Instead, I got up, got showered, got moving and got over it.

I went from two days on a walker directly to a cane for a few weeks instead of the normal walker-cane-crutches-6 weeks routine and directly back to the gym after that.  Within a month, I was “running” 3-4 miles a day on the elliptical and speaking regularly to joint replacement classes on the benefits and expectations associated with their upcoming surgeries.

The hip thing out of the way, I turned my attention to the foot thing.  Here I’ll use a visual aid for simple clarification.

Human? Or Alien........you decide.

Human or Alien?  You choose.

This one was more problematic.   I had had bunion surgery years before and here’s where Patience vs Patients comes into play.

And Youth vs. Experience……….I suppose.

After that surgery, painful as it was, there was nothing I was going to miss in my life because I had some “minor” discomfort going on.  Certainly not the tickets to see the Guitars and Saxs in concert that had been purchased months before.  Certainly not the fact that it was a mere 2 days after surgery, there were drugs for that!  And I had them.

And I took them.

And I went to that show, foot throbbing to every beat of my heart and every note of music that was played that night.  I hobbled about on crutches, not heading the best advice of “stay down”, “don’t walk”, “sit tight”.

And if I could get through that night, then I would simply get on with my life again, driving too soon, riding the motorcycle too soon (think tight leather boots on scarred sore toes), working in the antique store too much too soon, lifting furniture, moving stock, being an arrogant semi-youthful ass.

Or is the ass of a middle-aged arrogant over-achiever?

And the resulting deform/reformation of that foot was inevitable. I would pay that price forward.

I still get that bill, daily……..forever.

And so we reach the present.

“My Left Foot” as I life to refer, again,  to my version of the “film” debut they were about to perform. No red carpet here, only a sterile field, some potent drugs and yet another well trained surgeon with a skill set of experience that trumped my vastly under-rated aftercare set of credentials.

Another day procedure.

Another rapid deployment home.

More of the Oxy Twins, Contin and Codone.

But much……..much……more of the pain.  Even with the Twins on board nothing stopped this pain.

The foot is an amazing apparatus.  It supports us tirelessly all or lives, enabling us to get around like no other creatures on Earth, upright, agile, mobile.

In Portland, particularly, we see runners, bikers, hikers, skiers, every form of human-driven locomotion possible, in profusion, every day.  Sure there are the attendant aches and pains and blisters, Dr. Scholls handles them.

But what happens when you really need more help? What happens when what you need is this?

Is there a proper caption for this? I'm at a loss.

And what happens after you get this done?

Here lies the nexus of Patient vs Patience.

Here is the junction of the super hiway of youth and the cruisable  freeway of experience and age-induced wisdom.

And so I power through once again, this time tempered, like the fine steel they have intruded into my foot, aged with not only years but pain and experience into a fine couvee of hi notes and low body aches.

In two days I quickly detach myself from the fog and bad dreamland of the Oxy Twins and learn that the pain is now, once more, that throbbing, slow healing ache of a pain that only the passage of motionless days will help heal.

And this more experienced (aged, some might say) Patient now has the Patience to be motionless….for a time……clear-headed and searching the coming months for that time in the distance  that I can once again run, walk and leap with the joy and almost the agility of the youthful and imPatient soul I have always fallen back upon.

I am now a better, more Patient, patient….and Patience is, after all is said and done, a virtue.

 

 

 

One thought on “The Impatient Patient

  1. Hey Robbie! Good for you! Patience is one of the more difficult virtues to cultivate. Just being home 4 days sick with a cold is driving me bananas! I know you have the intellectual and social resources to keep that impatience in check. Visualize yourself walking, shopping, jumping and running.

_SOURCE DATA_
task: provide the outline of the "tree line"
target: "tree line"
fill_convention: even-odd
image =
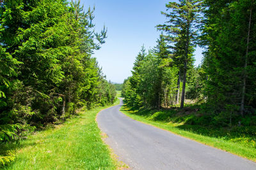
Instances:
[[[78,108],[113,103],[115,87],[92,57],[106,38],[105,27],[94,31],[94,8],[62,0],[0,5],[0,142]]]
[[[180,0],[166,8],[157,46],[142,47],[124,80],[126,104],[183,108],[193,100],[212,119],[256,118],[256,1]],[[196,46],[204,49],[198,66]]]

_PROBLEMS TO WORK ON_
[a] Answer these about the blog post:
(i) Within a month of the hip surgery, how many miles a day was the writer "running" on the elliptical?
(ii) Which concert did the writer attend two days after the bunion surgery?
(iii) What two names make up the Oxy Twins?
[b] Please transcribe the blog post word for word, from "And I went to" to "arrogant semi-youthful ass.".
Answer from the blog post alone, not from the records.

_SOLUTIONS TO THE PROBLEMS_
[a]
(i) 3-4 miles
(ii) the Guitars and Saxs
(iii) Contin and Codone

[b]
And I went to that show, foot throbbing to every beat of my heart and every note of music that was played that night.  I hobbled about on crutches, not heading the best advice of “stay down”, “don’t walk”, “sit tight”.

And if I could get through that night, then I would simply get on with my life again, driving too soon, riding the motorcycle too soon (think tight leather boots on scarred sore toes), working in the antique store too much too soon, lifting furniture, moving stock, being an arrogant semi-youthful ass.